[start RECORD EXCERPTS]

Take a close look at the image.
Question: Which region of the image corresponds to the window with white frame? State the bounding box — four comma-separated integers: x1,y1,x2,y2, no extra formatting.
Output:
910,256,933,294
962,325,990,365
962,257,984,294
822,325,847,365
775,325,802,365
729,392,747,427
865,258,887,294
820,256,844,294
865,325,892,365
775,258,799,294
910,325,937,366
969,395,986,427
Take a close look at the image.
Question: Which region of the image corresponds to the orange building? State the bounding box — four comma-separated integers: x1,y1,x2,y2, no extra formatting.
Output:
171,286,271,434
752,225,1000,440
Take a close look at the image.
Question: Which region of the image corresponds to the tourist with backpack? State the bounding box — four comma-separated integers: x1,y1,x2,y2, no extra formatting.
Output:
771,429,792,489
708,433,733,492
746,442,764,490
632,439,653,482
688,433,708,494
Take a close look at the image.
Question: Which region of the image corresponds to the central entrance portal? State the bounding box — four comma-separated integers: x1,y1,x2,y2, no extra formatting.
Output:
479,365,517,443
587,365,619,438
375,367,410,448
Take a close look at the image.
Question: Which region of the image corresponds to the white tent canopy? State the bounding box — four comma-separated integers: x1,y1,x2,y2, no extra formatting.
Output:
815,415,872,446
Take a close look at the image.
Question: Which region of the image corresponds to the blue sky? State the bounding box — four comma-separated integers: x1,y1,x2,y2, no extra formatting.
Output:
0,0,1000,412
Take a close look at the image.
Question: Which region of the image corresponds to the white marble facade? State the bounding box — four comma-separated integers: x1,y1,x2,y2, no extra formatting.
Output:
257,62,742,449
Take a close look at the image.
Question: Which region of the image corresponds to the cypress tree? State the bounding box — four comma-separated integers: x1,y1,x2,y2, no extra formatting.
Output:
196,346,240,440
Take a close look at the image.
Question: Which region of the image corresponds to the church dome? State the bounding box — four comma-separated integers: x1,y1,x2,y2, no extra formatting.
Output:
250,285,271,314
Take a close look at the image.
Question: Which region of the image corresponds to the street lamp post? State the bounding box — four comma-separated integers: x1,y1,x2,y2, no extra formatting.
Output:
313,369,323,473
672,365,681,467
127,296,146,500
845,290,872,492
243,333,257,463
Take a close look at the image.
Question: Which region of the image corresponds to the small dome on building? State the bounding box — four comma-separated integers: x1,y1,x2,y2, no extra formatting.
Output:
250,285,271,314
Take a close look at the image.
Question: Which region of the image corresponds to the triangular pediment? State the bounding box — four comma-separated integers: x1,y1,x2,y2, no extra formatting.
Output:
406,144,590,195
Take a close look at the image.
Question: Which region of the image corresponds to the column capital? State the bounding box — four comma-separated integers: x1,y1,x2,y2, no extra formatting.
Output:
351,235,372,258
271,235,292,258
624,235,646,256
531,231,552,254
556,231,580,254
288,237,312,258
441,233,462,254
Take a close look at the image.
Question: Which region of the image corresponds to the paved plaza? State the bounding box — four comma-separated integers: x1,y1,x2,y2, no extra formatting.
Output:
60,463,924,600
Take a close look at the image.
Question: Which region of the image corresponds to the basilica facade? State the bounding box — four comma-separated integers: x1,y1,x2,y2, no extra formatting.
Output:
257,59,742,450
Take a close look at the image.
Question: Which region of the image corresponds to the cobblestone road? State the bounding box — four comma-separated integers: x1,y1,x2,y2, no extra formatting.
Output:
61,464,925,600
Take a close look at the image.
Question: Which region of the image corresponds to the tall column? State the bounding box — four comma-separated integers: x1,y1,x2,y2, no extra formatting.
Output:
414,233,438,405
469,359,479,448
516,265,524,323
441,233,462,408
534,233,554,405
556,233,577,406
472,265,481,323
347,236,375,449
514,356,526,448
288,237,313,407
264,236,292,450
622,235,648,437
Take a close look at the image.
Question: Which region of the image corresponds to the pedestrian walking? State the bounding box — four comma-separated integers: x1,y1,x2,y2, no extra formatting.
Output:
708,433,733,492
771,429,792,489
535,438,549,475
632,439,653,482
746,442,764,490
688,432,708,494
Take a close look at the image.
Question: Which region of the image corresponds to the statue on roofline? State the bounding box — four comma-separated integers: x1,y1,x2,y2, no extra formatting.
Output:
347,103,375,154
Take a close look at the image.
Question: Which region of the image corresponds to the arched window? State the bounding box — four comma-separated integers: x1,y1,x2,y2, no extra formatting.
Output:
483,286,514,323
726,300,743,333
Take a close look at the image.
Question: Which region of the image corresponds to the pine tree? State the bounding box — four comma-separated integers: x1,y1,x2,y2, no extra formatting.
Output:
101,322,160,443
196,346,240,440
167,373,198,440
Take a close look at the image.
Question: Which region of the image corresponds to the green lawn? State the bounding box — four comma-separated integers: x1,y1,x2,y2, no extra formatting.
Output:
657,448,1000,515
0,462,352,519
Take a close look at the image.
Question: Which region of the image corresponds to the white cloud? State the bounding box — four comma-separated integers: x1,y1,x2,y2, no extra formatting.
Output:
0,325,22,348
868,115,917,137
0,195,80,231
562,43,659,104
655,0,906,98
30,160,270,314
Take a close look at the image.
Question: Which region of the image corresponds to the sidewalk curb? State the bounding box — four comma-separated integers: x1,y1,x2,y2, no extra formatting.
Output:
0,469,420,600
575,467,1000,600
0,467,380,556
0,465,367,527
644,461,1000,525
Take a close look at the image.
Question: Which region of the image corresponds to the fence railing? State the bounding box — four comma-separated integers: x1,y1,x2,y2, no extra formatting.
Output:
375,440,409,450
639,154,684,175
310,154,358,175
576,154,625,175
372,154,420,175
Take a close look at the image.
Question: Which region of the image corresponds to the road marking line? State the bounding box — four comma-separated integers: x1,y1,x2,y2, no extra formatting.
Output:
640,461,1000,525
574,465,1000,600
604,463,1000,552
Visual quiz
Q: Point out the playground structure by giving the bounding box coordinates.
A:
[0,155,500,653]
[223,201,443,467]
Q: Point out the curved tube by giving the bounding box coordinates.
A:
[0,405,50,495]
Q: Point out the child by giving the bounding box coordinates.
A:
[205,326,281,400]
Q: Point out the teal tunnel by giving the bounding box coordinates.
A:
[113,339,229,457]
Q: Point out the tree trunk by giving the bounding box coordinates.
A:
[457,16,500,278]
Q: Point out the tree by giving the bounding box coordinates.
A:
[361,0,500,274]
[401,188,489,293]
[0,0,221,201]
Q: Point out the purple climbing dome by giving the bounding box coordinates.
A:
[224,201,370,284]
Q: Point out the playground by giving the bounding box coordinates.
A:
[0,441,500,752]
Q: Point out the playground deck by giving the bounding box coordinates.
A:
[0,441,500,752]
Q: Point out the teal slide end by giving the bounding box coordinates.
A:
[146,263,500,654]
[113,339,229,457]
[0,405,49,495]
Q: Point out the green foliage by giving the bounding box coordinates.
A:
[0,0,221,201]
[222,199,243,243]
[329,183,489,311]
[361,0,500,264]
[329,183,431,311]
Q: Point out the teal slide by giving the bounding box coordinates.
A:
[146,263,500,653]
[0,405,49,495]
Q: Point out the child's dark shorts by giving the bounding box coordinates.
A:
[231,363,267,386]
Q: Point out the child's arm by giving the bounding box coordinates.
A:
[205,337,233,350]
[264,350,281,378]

[end RECORD EXCERPTS]

AIM |
Rewrite the data starting with the line with "Visual quiz" and going on through the line with "[205,326,281,400]", swapping "curved tube" for "bent pipe" and leaving everything else unchanged.

TASK SOLUTION |
Visual quiz
Q: Point out the playground structure by giving the bounding box coordinates.
A:
[0,155,500,653]
[223,201,443,467]
Q: Point out the bent pipe by giving the bounding box coordinates.
A:
[0,405,50,495]
Q: Point out the child by giving the bounding box coordinates.
A:
[205,326,281,400]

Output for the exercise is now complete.